STATED EXERCISE: Rewrite the lines below, putting "reduced outline" in place of every "simplified polygon" and leaving everything else unchanged.

──────── WORKING DATA

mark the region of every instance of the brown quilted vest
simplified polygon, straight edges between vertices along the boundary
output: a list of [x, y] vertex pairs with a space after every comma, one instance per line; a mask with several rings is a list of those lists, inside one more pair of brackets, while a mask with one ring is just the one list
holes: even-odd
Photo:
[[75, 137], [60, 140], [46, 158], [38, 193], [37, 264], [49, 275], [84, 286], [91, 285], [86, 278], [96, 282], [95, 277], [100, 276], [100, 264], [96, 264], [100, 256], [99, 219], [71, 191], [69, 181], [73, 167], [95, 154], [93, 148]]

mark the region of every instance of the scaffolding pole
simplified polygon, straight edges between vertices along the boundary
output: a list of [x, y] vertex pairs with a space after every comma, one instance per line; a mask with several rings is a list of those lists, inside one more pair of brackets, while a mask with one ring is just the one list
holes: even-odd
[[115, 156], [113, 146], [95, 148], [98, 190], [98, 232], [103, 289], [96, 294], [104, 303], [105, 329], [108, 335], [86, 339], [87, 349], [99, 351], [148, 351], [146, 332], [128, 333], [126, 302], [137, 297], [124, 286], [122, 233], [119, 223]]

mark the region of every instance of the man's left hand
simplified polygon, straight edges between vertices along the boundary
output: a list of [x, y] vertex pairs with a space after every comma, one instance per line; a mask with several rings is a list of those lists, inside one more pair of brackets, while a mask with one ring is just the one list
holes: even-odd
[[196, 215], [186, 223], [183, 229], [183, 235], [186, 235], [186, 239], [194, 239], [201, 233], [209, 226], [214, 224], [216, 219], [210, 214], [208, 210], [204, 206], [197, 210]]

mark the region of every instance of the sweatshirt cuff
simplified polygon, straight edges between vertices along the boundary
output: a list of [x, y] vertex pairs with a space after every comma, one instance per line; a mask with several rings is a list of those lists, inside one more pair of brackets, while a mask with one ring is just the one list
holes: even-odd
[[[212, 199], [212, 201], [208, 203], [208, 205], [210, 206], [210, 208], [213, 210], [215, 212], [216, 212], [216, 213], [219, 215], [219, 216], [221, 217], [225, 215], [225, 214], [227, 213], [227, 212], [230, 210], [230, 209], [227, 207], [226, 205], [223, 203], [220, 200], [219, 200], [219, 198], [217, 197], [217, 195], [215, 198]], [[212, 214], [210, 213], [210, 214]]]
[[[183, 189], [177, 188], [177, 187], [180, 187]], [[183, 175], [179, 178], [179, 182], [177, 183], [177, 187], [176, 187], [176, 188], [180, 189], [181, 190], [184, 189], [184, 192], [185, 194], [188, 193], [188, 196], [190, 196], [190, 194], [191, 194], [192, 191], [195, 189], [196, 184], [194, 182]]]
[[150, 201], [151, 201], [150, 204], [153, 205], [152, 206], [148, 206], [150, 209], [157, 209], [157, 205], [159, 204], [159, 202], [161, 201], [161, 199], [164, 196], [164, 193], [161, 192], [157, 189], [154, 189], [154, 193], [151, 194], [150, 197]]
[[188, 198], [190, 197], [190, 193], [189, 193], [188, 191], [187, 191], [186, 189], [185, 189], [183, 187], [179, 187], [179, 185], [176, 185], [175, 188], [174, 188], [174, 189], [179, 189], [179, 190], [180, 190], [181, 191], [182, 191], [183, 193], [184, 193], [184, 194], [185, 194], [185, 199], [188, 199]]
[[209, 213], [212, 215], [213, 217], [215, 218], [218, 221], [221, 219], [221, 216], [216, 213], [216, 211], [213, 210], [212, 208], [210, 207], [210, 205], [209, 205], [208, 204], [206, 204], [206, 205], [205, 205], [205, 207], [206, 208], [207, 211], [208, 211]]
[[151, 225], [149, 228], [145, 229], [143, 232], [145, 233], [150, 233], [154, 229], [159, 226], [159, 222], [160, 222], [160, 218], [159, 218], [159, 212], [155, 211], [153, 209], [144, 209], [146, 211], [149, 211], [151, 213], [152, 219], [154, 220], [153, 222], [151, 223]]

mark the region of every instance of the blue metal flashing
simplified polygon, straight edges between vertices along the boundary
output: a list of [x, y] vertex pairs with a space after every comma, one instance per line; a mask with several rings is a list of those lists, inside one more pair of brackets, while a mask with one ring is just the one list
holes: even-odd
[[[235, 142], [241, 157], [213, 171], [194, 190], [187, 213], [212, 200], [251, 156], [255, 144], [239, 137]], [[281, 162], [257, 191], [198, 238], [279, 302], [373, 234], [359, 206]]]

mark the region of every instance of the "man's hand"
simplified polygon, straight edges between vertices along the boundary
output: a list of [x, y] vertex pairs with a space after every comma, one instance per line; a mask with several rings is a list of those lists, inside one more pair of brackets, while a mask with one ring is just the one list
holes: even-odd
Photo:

────────────────

OUTPUT BELOW:
mark the region of every instance of the brown quilted vest
reduced outline, straight edges between vertices along the boundary
output: a list of [x, y] vertex pairs with a space after every comma, one instance per line; a mask with several rings is a list of those lists, inside one more pair of brackets, while a mask with one ring is just the one list
holes: even-odd
Photo:
[[75, 137], [60, 140], [46, 158], [38, 193], [37, 264], [49, 275], [84, 286], [91, 285], [86, 278], [96, 282], [95, 277], [100, 276], [100, 264], [96, 264], [100, 256], [99, 219], [71, 191], [69, 181], [73, 167], [95, 154], [93, 148]]

mark the region of every instance of the scaffolding pole
reduced outline, straight edges between vertices along the boundary
output: a list of [x, y] vertex pairs with a space after every comma, one instance per line; a mask with several rings is a list of those lists, inside one more pair of brackets, while a mask with one ring is just the one list
holes: even-odd
[[115, 156], [113, 146], [95, 148], [98, 190], [98, 232], [103, 289], [96, 294], [104, 303], [105, 329], [108, 335], [86, 339], [87, 349], [99, 351], [148, 351], [146, 332], [128, 333], [126, 302], [137, 297], [124, 286], [122, 233], [119, 223]]

mark the region of every instance of the man's left hand
reduced outline, straight edges between vertices along the boundary
output: a list of [x, y] vertex pairs with a space after every comma, one instance per line; a mask with several rings is a list of those lists, inside one more pair of brackets, while a mask with one ring is just the one list
holes: even-odd
[[196, 215], [186, 223], [183, 229], [183, 235], [186, 235], [186, 239], [194, 239], [201, 233], [209, 226], [214, 224], [216, 219], [210, 214], [208, 210], [204, 206], [197, 210]]

mark the region of every instance of the sweatshirt cuff
reduced outline, straight edges between vertices along the boundary
output: a list of [x, y] vertex pairs with a space after every comma, one instance per line; a mask with several rings is a list of those lists, inside one more pair of brackets, while a mask with one ring is just the one list
holes: even-odd
[[[212, 199], [212, 201], [208, 203], [208, 205], [210, 206], [210, 208], [213, 210], [215, 212], [216, 212], [216, 213], [219, 215], [219, 216], [221, 217], [225, 215], [225, 214], [227, 213], [227, 212], [230, 210], [230, 209], [227, 207], [226, 205], [223, 203], [220, 200], [219, 200], [219, 198], [217, 197], [217, 195], [215, 198]], [[212, 214], [210, 213], [210, 214]]]
[[[183, 189], [177, 188], [177, 187], [180, 187]], [[183, 175], [179, 178], [179, 182], [177, 183], [177, 187], [176, 187], [176, 188], [180, 189], [181, 190], [184, 189], [184, 192], [185, 194], [188, 193], [188, 196], [190, 196], [190, 194], [191, 194], [192, 191], [195, 189], [196, 184], [194, 182]]]
[[150, 201], [151, 201], [150, 204], [153, 205], [152, 206], [148, 206], [150, 209], [157, 209], [157, 205], [159, 204], [159, 202], [161, 201], [161, 199], [164, 196], [164, 193], [161, 192], [157, 189], [154, 189], [154, 193], [151, 194], [150, 197]]
[[188, 198], [190, 197], [190, 193], [189, 193], [188, 191], [187, 191], [186, 189], [185, 189], [183, 187], [179, 187], [179, 185], [176, 185], [175, 188], [174, 188], [174, 189], [179, 189], [179, 190], [180, 190], [181, 191], [182, 191], [183, 193], [184, 193], [184, 194], [185, 194], [185, 199], [188, 199]]
[[209, 213], [212, 215], [213, 217], [215, 218], [218, 221], [221, 219], [221, 216], [216, 213], [216, 211], [213, 210], [212, 208], [210, 207], [210, 205], [209, 205], [208, 204], [206, 204], [206, 205], [205, 205], [205, 207], [206, 208], [207, 211], [208, 211]]
[[151, 225], [149, 228], [145, 229], [143, 232], [145, 233], [150, 233], [154, 229], [159, 226], [159, 222], [160, 222], [160, 218], [159, 218], [159, 212], [155, 211], [153, 209], [144, 209], [146, 211], [149, 211], [151, 213], [152, 219], [154, 220], [153, 222], [151, 223]]

mark the region of every instance of the blue metal flashing
reduced outline, straight edges between vertices along the boundary
output: a list of [x, y] vertex pairs with a space after every comma, one instance per line; a mask with several rings is a list of those lists, inside one more pair of brackets, while a mask with one ring is just the one list
holes: even-odd
[[[235, 142], [241, 157], [213, 171], [194, 190], [187, 213], [212, 200], [251, 156], [255, 144], [239, 137]], [[281, 162], [257, 191], [198, 238], [279, 302], [373, 234], [359, 206]]]

mark the region of every instance of the "man's hand"
reduced outline, straight edges between vertices along the boundary
output: a list of [x, y] vertex pairs with a space after every comma, one instance per line; a mask with several rings is a list of those lists, inside one more pair of brackets, while a mask with one ring is just the one list
holes: even-odd
Photo:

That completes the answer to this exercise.